**Information provided:**
_ _ _

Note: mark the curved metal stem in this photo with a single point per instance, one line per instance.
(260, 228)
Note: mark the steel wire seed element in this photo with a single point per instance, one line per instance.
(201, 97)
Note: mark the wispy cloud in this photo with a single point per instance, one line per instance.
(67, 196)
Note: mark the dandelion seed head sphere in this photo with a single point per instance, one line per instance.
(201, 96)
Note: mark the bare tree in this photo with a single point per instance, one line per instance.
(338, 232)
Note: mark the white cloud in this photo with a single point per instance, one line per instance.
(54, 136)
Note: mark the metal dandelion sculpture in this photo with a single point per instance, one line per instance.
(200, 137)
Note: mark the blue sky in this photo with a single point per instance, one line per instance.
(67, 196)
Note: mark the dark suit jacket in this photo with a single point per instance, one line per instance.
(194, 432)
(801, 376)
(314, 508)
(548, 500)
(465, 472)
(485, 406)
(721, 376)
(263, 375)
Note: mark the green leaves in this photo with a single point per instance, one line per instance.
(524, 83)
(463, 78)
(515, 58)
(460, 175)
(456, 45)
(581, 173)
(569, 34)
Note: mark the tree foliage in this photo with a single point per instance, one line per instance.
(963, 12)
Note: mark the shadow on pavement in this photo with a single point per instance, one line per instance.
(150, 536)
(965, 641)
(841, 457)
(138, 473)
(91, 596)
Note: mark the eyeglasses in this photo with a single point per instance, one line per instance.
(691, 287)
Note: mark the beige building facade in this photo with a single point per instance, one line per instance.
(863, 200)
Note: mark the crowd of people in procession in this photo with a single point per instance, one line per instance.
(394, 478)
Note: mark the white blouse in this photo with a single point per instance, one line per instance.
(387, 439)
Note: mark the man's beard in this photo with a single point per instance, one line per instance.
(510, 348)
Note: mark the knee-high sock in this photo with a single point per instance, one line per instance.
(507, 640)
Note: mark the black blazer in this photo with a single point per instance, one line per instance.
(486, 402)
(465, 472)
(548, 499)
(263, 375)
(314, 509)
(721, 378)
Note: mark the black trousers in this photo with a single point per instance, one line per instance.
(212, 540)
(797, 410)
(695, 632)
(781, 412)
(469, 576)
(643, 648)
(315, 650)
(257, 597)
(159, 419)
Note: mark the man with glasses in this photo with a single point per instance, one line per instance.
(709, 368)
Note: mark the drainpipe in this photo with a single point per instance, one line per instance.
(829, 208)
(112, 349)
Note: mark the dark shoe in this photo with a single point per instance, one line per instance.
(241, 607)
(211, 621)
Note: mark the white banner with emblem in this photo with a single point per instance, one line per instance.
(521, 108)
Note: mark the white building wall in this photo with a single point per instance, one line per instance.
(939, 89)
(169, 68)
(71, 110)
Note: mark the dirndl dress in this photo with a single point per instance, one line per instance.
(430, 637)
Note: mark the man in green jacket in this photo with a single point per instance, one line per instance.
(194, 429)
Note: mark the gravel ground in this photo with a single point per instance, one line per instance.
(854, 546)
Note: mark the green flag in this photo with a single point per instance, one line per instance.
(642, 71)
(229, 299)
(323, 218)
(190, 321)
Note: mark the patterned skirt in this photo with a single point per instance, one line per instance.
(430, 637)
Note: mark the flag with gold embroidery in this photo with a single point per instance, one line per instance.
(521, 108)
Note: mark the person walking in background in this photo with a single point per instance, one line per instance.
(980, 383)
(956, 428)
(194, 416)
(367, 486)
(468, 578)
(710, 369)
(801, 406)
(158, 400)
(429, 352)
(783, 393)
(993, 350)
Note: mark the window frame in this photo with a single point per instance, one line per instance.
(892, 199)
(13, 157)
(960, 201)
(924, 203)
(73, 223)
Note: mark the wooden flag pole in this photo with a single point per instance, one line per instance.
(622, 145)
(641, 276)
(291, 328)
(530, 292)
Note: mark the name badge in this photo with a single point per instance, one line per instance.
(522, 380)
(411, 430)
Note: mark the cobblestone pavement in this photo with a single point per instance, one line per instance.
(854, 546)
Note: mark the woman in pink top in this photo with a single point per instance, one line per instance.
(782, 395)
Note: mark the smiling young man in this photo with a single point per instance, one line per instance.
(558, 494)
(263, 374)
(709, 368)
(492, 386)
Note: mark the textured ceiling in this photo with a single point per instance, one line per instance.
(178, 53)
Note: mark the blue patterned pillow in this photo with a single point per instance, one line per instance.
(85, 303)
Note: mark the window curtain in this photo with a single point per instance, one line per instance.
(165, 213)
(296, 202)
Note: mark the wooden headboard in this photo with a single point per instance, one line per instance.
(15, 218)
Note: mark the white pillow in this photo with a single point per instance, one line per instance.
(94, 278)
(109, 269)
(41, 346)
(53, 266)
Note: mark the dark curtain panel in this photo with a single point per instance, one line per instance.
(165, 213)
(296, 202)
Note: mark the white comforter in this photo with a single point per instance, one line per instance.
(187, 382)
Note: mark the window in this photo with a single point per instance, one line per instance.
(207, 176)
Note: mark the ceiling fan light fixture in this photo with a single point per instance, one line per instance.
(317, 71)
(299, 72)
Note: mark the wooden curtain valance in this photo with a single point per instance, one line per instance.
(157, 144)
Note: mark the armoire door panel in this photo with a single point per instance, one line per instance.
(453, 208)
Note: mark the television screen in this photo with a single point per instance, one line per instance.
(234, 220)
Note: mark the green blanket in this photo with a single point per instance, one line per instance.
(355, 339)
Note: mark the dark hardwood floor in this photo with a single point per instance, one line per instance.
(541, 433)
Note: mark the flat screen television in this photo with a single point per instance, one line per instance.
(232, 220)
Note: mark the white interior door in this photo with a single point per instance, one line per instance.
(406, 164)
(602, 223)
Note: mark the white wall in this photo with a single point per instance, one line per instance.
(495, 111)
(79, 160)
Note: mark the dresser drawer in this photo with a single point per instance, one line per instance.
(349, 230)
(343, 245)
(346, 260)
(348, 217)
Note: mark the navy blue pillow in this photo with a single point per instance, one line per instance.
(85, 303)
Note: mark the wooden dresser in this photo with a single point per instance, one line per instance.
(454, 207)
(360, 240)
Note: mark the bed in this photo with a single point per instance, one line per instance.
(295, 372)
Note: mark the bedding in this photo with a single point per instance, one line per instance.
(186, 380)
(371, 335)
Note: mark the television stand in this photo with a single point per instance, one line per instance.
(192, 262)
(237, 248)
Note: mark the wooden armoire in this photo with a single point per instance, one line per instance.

_ _ _

**Required work:** Each record above should be repeated exactly as it appears.

**Right answer:**
Note: mark the curved metal stem in this photo with a single point per instance, one line per instance.
(260, 228)
Note: mark the steel wire seed element in this photo with a single point per instance, one line per instance.
(201, 97)
Note: mark the wispy cloud in this photo with a single point per instance, one line per instance.
(67, 196)
Note: mark the dandelion seed head sphere in this photo with a single point per instance, one line per instance.
(201, 96)
Note: mark the bare tree in this photo with a single point per instance, one line per instance.
(338, 232)
Note: mark the white cloud in this photo with a single point per instance, one line per instance.
(54, 136)
Note: mark the metal dandelion sculpture in this photo with a single point per instance, one line per instance.
(200, 137)
Note: mark the blue sky in this photo with a single point per instance, one line per instance.
(67, 196)
Note: mark the dark suit jacket in this photo with a single point per instance, one line per instance.
(194, 432)
(801, 376)
(314, 508)
(548, 500)
(465, 472)
(485, 406)
(721, 376)
(263, 375)
Note: mark the green leaves in this photo with a single point per instance, one line per instance.
(524, 83)
(463, 78)
(515, 58)
(460, 175)
(456, 45)
(581, 173)
(569, 34)
Note: mark the tree foliage in this photo with a single point per instance, one line per instance.
(963, 12)
Note: mark the shadow on pavement in this photo with a single point per instance, one line per instance.
(150, 536)
(965, 641)
(841, 457)
(138, 473)
(91, 596)
Note: mark the eyeglasses in this photo with a single point per instance, one line per instance.
(691, 287)
Note: mark the beige building facade in this photo with a single point per instance, one line per instance.
(863, 200)
Note: mark the crowd of people in procession in this photo with a single point per instance, one line per instance.
(394, 478)
Note: mark the white blouse in this photo with a single point per instance, one line per instance.
(387, 439)
Note: mark the man's beard in this photo with a single point per instance, one line per instance.
(510, 348)
Note: mark the knee-high sock in this photo with a single point per instance, one line per instance.
(507, 640)
Note: mark the black blazer in this photo with a single point per instance, one line per instance.
(486, 402)
(465, 472)
(548, 499)
(263, 375)
(314, 509)
(721, 378)
Note: mark the black trousers in this photo with a single point per instance, one line per instance.
(212, 540)
(797, 410)
(695, 632)
(781, 412)
(469, 576)
(643, 648)
(315, 650)
(257, 597)
(159, 419)
Note: mark the man with glasses in this photo with a single point per instance, one line per instance.
(709, 368)
Note: mark the drainpipe in this photo with a single point per instance, one line per instance.
(829, 208)
(112, 349)
Note: mark the dark shoe in this photo with a single point per instance, one line per instance.
(241, 607)
(211, 621)
Note: mark the white banner with emblem in this photo with a single point per instance, one line per instance.
(521, 108)
Note: mark the white building wall in this photo with a single point per instance, one line per instance.
(939, 89)
(169, 68)
(71, 110)
Note: mark the dirndl dress in this photo with a single point per instance, one line per instance.
(430, 637)
Note: mark the man in green jacket in this photo with a single point per instance, one line per instance.
(194, 429)
Note: mark the gravel ground in this photo with a single point per instance, one line per instance.
(854, 546)
Note: mark the green flag in this photo with a single point per instance, one line per instance.
(642, 71)
(229, 299)
(323, 218)
(190, 321)
Note: mark the patterned skirt in this photo with a single point per instance, one line per instance.
(430, 637)
Note: mark the flag with gold embroidery in this photo with a single point per instance, one line per instance.
(521, 108)
Note: mark the person walking in background in this photo with a single point per instance, one line per instance.
(980, 383)
(956, 428)
(194, 416)
(367, 486)
(468, 578)
(710, 369)
(801, 406)
(158, 400)
(429, 352)
(783, 393)
(993, 350)
Note: mark the window frame in this photo with a single point per instance, one line per instance.
(892, 199)
(13, 157)
(960, 201)
(924, 203)
(73, 223)
Note: mark the wooden flag pole in this photo with a single point per instance, one line per instance.
(622, 145)
(641, 276)
(291, 328)
(530, 292)
Note: mark the name badge in this photo with a single point per instance, one line per instance.
(522, 380)
(411, 430)
Note: mark the cobblestone pavement in this photo with a single point per instance, one line per instance.
(854, 546)
Note: mark the woman in pink top in this photo with a single point per instance, one line per instance.
(782, 395)
Note: mark the smiling young man in this photo with a single point per instance, one line per instance.
(558, 494)
(263, 374)
(709, 368)
(492, 386)
Note: mark the textured ceiling in this photo with a single point per instance, one line per instance.
(178, 53)
Note: mark the blue patterned pillow in this photo with a single point per instance, one line per instance.
(85, 303)
Note: mark the window curtain in this photo with a single point per instance, one line per instance.
(165, 213)
(296, 202)
Note: mark the wooden headboard in this photo with a single point per instance, one line per instance.
(15, 218)
Note: mark the white pillow in this photo with a single point per instance, one line per instance.
(94, 278)
(109, 269)
(41, 346)
(53, 266)
Note: mark the dark curtain panel in this photo with a single point per instance, one line per instance.
(165, 213)
(296, 202)
Note: mark the white comforter in this photo with a single point per instance, one line per instance.
(187, 382)
Note: mark the window in this photo with a single point per instance, one line per instance.
(207, 176)
Note: mark the ceiling fan light fixture in this photo with a single point per instance, one line per instance.
(317, 71)
(299, 72)
Note: mark the wooden curtain valance in this photo with a single point per instance, one line per instance.
(157, 144)
Note: mark the armoire door panel in this photo with a single point per instance, one line per instance.
(453, 208)
Note: mark the television screen in this photo with a single point per instance, one line per instance.
(234, 220)
Note: mark the green blanket in this photo with a single point per instance, one line per instance.
(355, 339)
Note: mark the dark hardwood floor in this photo with a single point per instance, one line per instance.
(541, 433)
Note: mark the flat screen television in this photo with a single point per instance, one line per instance.
(232, 220)
Note: mark the white interior door in this photo with a single point per instance, one line per instance.
(406, 164)
(602, 223)
Note: mark the white wall in this photo with a single point per instance, one line per instance.
(495, 111)
(79, 160)
Note: mark the dresser drawer in this photo with a single point per instance, one line per instance.
(349, 230)
(343, 245)
(346, 260)
(348, 217)
Note: mark the navy blue pillow in this photo with a single point per instance, one line per instance.
(85, 303)
Note: mark the wooden dresser in this photo with a single point per instance, one line per instance.
(454, 207)
(360, 240)
Note: mark the bed in this photo with a single point per instance, one line per instance.
(295, 372)
Note: mark the bedding in this photo with a single point per instance, one line per instance.
(186, 380)
(371, 335)
Note: mark the television stand in this photo with a single point per instance, one line per instance.
(192, 262)
(237, 248)
Note: mark the wooden armoire in this photo with a single point per instance, one line per instance.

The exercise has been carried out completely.